Acórdão nº 30060/15.3T8LSB.L3.S1 de Supremo Tribunal de Justiça (Portugal), 26 de Novembro de 2020
Magistrado Responsável | CATARINA SERRA |
Data da Resolução | 26 de Novembro de 2020 |
Emissor | Supremo Tribunal de Justiça (Portugal) |
ACORDAM NO SUPREMO TRIBUNAL DE JUSTIÇA I. RELATÓRIO 1.
Em 2.11.2015 AA, titular do n.º de identificação civil …, contribuinte fiscal n.° … intentou a presente ação declarativa de condenação, sob a forma de processo comum, contra o Estado Português, representado pelo Ministério Público, formulando os seguintes pedidos: “A Deve condenar-se o réu Estado a reconhecer que: 1. A decisão constante do acórdão da Relação de .... de 08/05/2013, referido nomeadamente nos artigos 7° e 15°, e o mesmo acórdão proferido no mesmo Processo 2718/09.3..., ..° juízo - ..ª secção, tribunal do trabalho de ..., violam os princípios da legalidade, igualdade e segurança jurídica, bem como o princípio da equivalência e o da efectividade.
2. Que a mesma decisão e acórdão são inconstitucionais e ilegais por violarem os princípios da legalidade, igualdade e segurança jurídica, bem como o princípio da equivalência e o da efectividade.
3. Que a decisão e o acórdão da Relação que não deram razão à autora são manifestamente inconstitucionais e ilegais e baseiam-se em pressupostos de facto grosseiramente errados.
4. Que a decisão e o acórdão da Relação violaram a Carta dos Direitos Fundamentais na União Europeia, nomeadamente os artigos 20, 21, 30, 31, 47, 52, 53 e 54.
5. Que devem ser desaplicadas no caso concreto as normas do artigo 13.°, n.° 1 e 2, do Regime da Responsabilidade Civil Extracontratual do Estado e demais Entidades Públicas, aprovado pela Lei n.°67/2007, de 31 de Dezembro.

**Material fornecido:**
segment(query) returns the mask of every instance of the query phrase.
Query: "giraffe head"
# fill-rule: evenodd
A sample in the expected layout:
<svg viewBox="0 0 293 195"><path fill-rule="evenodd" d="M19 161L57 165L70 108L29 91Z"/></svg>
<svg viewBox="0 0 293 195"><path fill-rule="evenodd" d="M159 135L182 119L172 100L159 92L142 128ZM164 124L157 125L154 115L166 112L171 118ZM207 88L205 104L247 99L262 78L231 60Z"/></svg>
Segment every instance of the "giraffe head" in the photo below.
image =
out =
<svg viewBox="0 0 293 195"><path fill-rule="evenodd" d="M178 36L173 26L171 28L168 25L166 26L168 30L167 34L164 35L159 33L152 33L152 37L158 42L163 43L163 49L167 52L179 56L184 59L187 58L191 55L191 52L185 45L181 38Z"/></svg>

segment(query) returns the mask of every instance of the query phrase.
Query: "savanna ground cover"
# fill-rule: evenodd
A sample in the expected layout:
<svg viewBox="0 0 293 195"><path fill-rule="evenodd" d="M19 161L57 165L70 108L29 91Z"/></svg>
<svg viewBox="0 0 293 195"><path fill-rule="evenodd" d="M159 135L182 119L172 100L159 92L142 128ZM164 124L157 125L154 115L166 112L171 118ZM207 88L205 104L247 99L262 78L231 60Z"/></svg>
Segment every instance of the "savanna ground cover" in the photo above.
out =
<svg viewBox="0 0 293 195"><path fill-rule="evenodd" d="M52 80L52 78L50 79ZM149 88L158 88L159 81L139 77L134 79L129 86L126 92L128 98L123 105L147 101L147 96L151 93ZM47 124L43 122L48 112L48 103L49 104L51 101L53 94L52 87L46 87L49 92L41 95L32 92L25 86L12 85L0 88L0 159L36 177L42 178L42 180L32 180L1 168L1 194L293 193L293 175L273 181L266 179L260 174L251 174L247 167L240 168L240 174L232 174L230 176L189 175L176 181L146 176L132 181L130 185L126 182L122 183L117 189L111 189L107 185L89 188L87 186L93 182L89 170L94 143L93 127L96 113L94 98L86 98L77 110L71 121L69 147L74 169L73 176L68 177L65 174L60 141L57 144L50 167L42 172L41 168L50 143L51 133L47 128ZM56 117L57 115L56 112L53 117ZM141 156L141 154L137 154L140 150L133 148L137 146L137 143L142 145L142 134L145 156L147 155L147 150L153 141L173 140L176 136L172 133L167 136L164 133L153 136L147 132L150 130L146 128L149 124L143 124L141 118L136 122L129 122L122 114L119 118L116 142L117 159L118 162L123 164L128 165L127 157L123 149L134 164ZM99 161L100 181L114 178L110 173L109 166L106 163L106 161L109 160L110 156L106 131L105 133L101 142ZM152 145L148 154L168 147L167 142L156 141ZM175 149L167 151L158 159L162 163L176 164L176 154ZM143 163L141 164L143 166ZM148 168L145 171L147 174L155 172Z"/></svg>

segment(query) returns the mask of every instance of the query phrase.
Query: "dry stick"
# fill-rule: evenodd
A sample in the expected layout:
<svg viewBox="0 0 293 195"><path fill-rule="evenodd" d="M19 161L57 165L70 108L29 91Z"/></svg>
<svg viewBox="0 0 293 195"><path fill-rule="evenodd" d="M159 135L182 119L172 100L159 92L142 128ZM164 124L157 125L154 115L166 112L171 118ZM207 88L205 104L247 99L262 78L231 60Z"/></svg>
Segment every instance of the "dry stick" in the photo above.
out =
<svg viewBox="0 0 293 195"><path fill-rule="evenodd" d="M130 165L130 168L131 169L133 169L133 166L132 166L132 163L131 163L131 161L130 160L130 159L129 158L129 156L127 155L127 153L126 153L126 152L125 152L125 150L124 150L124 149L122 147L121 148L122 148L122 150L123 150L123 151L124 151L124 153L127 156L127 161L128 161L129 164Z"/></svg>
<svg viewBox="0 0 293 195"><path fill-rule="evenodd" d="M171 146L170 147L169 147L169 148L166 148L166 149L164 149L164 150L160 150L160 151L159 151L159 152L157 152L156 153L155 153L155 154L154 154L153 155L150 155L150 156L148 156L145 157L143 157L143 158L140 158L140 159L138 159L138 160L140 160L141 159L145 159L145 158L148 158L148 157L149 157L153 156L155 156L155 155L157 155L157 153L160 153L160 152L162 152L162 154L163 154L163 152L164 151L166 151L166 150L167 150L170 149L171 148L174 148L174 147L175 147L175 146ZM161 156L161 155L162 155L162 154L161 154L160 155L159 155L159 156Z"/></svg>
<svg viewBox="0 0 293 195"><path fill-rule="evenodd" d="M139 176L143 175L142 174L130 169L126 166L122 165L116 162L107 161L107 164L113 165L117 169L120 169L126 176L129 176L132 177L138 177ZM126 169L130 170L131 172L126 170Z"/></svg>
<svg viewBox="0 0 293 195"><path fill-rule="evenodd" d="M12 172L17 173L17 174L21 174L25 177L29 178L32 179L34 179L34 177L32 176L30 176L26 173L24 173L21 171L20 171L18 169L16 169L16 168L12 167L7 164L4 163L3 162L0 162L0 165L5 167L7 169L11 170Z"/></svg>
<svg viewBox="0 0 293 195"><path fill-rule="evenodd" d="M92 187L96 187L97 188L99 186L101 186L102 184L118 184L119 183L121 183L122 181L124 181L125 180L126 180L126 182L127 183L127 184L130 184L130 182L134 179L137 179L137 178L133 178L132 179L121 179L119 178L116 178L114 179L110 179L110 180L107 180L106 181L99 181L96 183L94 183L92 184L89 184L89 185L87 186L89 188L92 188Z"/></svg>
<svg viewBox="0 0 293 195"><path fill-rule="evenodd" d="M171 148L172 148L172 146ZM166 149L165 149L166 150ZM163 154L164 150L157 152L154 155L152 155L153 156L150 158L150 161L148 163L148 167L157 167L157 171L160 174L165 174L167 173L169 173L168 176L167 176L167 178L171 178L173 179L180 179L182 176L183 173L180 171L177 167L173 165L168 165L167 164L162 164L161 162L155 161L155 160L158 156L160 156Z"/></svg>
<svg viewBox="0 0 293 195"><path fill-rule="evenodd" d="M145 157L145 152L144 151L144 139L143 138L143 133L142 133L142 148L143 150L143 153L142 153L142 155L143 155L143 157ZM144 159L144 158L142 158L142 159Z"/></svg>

**Tarefas a realizar:**
**a.** Comece no início dos registos e pare depois da linha que contém "36L173 26L171 28L168". Apresente esse trecho num CSV de duas colunas, pedido e resposta, com uma linha por pedido, cada campo entre aspas e as quebras de linha trocadas por espaços.
**b.** Prossiga a redação do acórdão do Supremo Tribunal de Justiça a partir da última frase apresentada.
Os registos não têm qualquer relação com o acórdão.

**Respostas finais:**
**a.**
pedido,resposta
"segment(query) returns the mask of every instance of the query phrase. Query: ""giraffe head"" # fill-rule: evenodd A sample in the expected layout: <svg viewBox=""0 0 293 195""><path fill-rule=""evenodd"" d=""M19 161L57 165L70 108L29 91Z""/></svg> <svg viewBox=""0 0 293 195""><path fill-rule=""evenodd"" d=""M159 135L182 119L172 100L159 92L142 128ZM164 124L157 125L154 115L166 112L171 118ZM207 88L205 104L247 99L262 78L231 60Z""/></svg> Segment every instance of the ""giraffe head"" in the photo below. image = out =","<svg viewBox=""0 0 293 195""><path fill-rule=""evenodd"" d=""M178 36L173 26L171 28L168 25L166 26L168 30L167 34L164 35L159 33L152 33L152 37L158 42L163 43L163 49L167 52L179 56L184 59L187 58L191 55L191 52L185 45L181 38Z""/></svg>"

**b.**
6. Que as normas do artigo 13.°, n.° 1 e 2, do Regime da Responsabilidade Civil Extracontratual do Estado e demais Entidades Públicas, aprovado pela Lei n.°67/2007, de 31 de Dezembro são inconstitucionais na medida em que o pedido de indemnização fundado em responsabilidade por erro judiciário deve ser fundado na prévia revogação da decisão danosa pela jurisdição competente e tem de haver erro grosseiro.
B 7. Deve declarar-se inconstitucionais as normas do artigo 13.°, n.° 1 e 2, do Regime da Responsabilidade Civil Extracontratual do Estado e demais Entidades Públicas, aprovado pela Lei n.°67/2007, de 31 de Dezembro quando interpretadas no sentido de que o pedido de indemnização fundado em responsabilidade por erro judiciário deve ser fundado na prévia revogação da decisão danosa pela jurisdição competente e tem de haver erro grosseiro.
8. Deve revogar-se a decisão do acórdão da Relação de ...... de 08/05/2013, referido nomeadamente nos artigos 7° e 15°, e o mesmo acórdão proferido no mesmo Processo 2718/09.3..., ..° juízo-..ª secção, tribunal do trabalho de ... .
9. Deve condenar-se o Estado a pagar uma indemnização/compensação à autora não inferior a 40.000,00 € (quarenta mil euros) a título de danos não patrimoniais… 10. … E a quantia que se fixar em liquidação de sentença a título de danos patrimoniais.
11. … E as despesas de abertura de dossier, despesas administrativas e de expediente, taxas de justiça pagas pela autora, despesas de certidões, todas as despesas de tradução de documentos e honorários a advogado neste processo conforme alegado.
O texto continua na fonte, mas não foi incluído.